3 d’oct. 2013

“La dama de Cachemira” de Francisco González Ledesma: original asesino y alta dosis de absurdo

 La dama de Cachemira (RBA 2009; primera edición de 1986) es una extraña -mejor, especial- novela negra. No acaba de convencer,  aunque a su favor diré que si quien lee es de gusto negrotampoco podrá soltarla. Una obra perro hortelano.
Sólo por la pluma que la parió, Francisco González Ledesma (Barcelona, 1927), maestro del género policíaco, periodista, guionista –humanísimo hombre de letras-, bien merece esta obra una oportunidad lectora.

Un asesino en silla de ruedas en Barcelona

El escenario de La dama de Cachemira, es, por supuesto, Barcelona. En la elección del malo González Ledesma es ciertamente original: un asesino en silla de ruedas. Detrás, la pena y automática adhesión que generan mujeres vapuleadas por la vida que, pese a sus infortunios, mantienen sus sueños.
Sueñan con un hombre que las quiera como una mujer quiere que un hombre la quiera. Sueñan con viajar a lujares lejanos y exóticos. Sueños, amor y vidas marginales que, en la coctelera, producen asesinato. Capeando estos temporales, como buen equilibrista de la más sórdida Barcelona, el bueno de Méndez.
La dama de Cachemira fue Premio Mystére a la mejor novela negra publicada en 1986. Distinción para un autor que, en su precoz nacimiento literario, conquistó más quereres fuera que dentro de su país. Los tiempos de la censura franquista y la frustración de los creadores. Un hombre hecho a sí mismo. De origen humilde, madre modista y que estudió gracias al mecenazgo de su tía. Un intelectual que, cuando cosechó premios internacionales y alcanzó cotas de alta responsabilidad (fue director jefe de La Vanguardia), nunca dejó de ser un chaval del barrio de Poble-Sec.

__TAREAS A REALIZAR__:
1. Enumere los elementos que, según la reseña de La dama de Cachemira, producen asesinato al mezclarse "en la coctelera".
2. De acuerdo con la reseña de La dama de Cachemira, ¿qué distinción obtuvo la novela?

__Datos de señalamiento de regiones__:
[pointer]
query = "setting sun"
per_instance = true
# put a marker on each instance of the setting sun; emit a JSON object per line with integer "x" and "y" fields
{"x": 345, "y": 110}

__RESULTADOS ESPERADOS__:
1. Sueños, amor y vidas marginales.

2. El Premio Mystére a la mejor novela negra publicada en 1986.